Job type

Biologist

£14k - £70k

Typical salary

38 – 40

Hours per week

Biologists study living things, like animals and plants.

More info

  • A diverse range of specialism areas you can choose to enter
  • You could be based in a laboratory, a classroom, in industry, or on a research ship at sea
  • Fieldwork can sometimes take place in challenging conditions

As a biologist, your tasks will depend on your specialism. You could specialise in an area like biotechnology, ecology, immunology, marine biology, microbiology, or molecular biology.

DAY-TO-DAY DUTIES

You could use your skills in a variety of ways:

  • In agriculture (to improve productivity in livestock or crops)
  • In the environment (to clean polluted rivers)
  • In conservation (to protect plants and animals)
  • In medicine (to develop new methods to diagnose, monitor and treat illness or disease)
  • In industry (to prevent food contamination or create ways to dispose of waste safely)


You may also:

  • Design and carry out experiments
  • Make observations
  • Write reports and publish scientific papers
  • Teach students if you're based at a university or teaching hospital
  • Supervise support staff

DAY-TO-DAY ENVIRONMENT

You could work in a laboratory, at a research facility or at a university and you may need to wear protective clothing.

You'll need

To become a biologist, you'll need to be thorough and pay attention to detail, have analytical thinking and the ability to use your initiative.

STUDY MATERIAL.
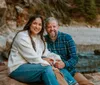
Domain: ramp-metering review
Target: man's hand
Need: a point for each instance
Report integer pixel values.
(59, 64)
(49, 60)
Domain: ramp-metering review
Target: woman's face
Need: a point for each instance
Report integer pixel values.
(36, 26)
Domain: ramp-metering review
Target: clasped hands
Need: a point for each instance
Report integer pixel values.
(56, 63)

--

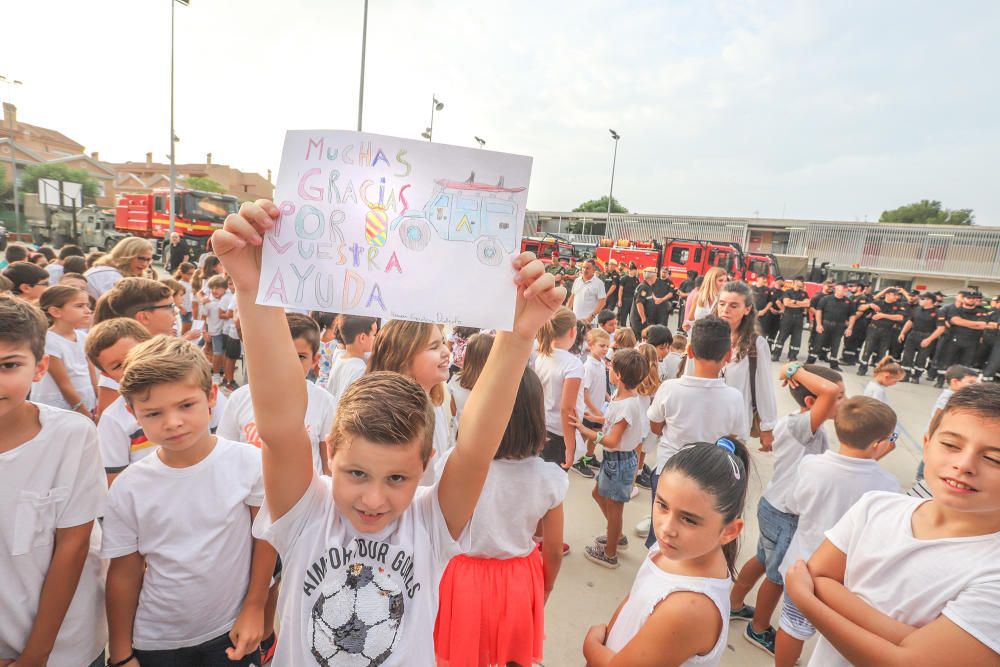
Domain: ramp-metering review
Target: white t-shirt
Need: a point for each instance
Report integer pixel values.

==

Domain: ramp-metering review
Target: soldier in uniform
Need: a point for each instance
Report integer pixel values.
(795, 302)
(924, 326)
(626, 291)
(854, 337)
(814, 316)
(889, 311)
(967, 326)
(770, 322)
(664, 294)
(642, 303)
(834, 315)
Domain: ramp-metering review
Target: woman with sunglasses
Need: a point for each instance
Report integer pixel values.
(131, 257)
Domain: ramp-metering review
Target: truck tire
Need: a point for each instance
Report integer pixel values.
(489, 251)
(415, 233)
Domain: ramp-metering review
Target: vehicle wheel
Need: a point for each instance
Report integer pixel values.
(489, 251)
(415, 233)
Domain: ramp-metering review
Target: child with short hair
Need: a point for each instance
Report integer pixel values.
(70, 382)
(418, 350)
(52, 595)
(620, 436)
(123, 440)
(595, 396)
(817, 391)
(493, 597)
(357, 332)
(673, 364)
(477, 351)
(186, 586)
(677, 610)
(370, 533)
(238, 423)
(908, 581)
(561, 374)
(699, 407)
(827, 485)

WHAT THIS TASK INVOLVES. Resume the biologist career profile from its last sentence, writing the next part in the same plain style. None of the entries are needed for this.

RESPONSE TO THIS EXERCISE.
You'll usually need a relevant degree and often a postgraduate master's qualification in a subject like, biology biological science ecology and marine biology.

You'll usually need 5 GCSEs at grades 9 to 4 (A* to C), including maths and a science, 2 or 3 A levels, including a biological science for a degree.

Employers may also want you to have experience in your area of interest and possibly be working towards a PhD.

You may also be able to become a biologist through a higher or degree apprenticeship as a laboratory scientist.

Alternatively, you could start your career as a laboratory technician and train as a biologist while working by doing a relevant qualification.

For your professional career development, you could join the Royal Society of Biology.

CAREER PROSPECTS

You could move into management, teaching, the media, administration and scientific journalism.